■ **EXERCISE DATA**

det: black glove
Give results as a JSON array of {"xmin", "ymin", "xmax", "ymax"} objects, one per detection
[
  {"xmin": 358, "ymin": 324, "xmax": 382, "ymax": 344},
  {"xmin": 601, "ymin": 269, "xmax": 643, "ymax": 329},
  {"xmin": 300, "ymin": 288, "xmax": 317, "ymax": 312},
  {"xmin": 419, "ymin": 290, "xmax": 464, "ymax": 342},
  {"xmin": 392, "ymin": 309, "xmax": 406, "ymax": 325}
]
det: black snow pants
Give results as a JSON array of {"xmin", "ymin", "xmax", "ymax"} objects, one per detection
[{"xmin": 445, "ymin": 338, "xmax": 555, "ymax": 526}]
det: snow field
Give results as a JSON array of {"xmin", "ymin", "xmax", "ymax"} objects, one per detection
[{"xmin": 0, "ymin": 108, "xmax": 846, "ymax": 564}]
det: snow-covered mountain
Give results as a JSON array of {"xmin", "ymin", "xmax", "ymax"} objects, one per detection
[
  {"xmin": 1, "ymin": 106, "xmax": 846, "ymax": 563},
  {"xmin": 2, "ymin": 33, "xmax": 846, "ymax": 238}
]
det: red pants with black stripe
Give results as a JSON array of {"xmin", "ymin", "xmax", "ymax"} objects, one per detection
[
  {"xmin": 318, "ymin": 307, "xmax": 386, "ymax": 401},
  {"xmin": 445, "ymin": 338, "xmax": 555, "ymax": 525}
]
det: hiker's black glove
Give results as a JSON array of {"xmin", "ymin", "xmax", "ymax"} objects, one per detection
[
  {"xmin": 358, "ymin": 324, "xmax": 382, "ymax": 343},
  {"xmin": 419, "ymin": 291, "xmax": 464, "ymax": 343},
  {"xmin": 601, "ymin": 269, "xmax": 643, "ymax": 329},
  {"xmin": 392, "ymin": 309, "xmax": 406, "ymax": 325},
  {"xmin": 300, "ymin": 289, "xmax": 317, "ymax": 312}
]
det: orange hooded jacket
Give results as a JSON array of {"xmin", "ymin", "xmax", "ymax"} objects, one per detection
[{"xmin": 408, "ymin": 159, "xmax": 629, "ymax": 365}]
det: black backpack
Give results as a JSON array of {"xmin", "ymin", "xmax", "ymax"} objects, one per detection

■ **INSTRUCTIONS FOR THE TASK**
Your answer must be every line from the listing above that holds the string "glove".

■ **RESULT**
det: black glove
det: hiker's black glove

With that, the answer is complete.